Problem to work on » Exactly as written, output each record given below.

Segmentation mask data
· · · ·
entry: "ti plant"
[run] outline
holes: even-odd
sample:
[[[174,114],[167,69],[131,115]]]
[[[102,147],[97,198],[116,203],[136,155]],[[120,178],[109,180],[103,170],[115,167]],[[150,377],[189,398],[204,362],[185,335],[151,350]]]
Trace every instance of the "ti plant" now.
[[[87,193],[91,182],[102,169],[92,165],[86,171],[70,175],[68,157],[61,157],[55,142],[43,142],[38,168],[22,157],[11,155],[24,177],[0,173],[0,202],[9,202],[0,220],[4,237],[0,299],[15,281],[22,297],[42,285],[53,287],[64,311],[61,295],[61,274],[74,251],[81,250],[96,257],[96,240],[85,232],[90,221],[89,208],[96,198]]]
· · · ·
Solution to the problem »
entry: "ti plant"
[run] outline
holes: even-odd
sample:
[[[174,114],[167,69],[131,115]]]
[[[102,147],[97,198],[116,203],[136,155]],[[120,178],[109,180],[103,170],[115,167]],[[150,377],[189,398],[204,362],[185,335],[151,350]]]
Trace every instance of the "ti plant" now.
[[[87,193],[91,182],[102,169],[92,165],[86,171],[70,175],[68,157],[61,157],[55,142],[43,142],[38,168],[22,157],[11,155],[24,177],[0,173],[0,202],[9,202],[0,220],[4,237],[0,299],[15,281],[22,297],[42,285],[53,287],[64,311],[61,295],[61,274],[74,251],[81,250],[96,257],[96,240],[85,232],[90,221],[89,208],[96,198]]]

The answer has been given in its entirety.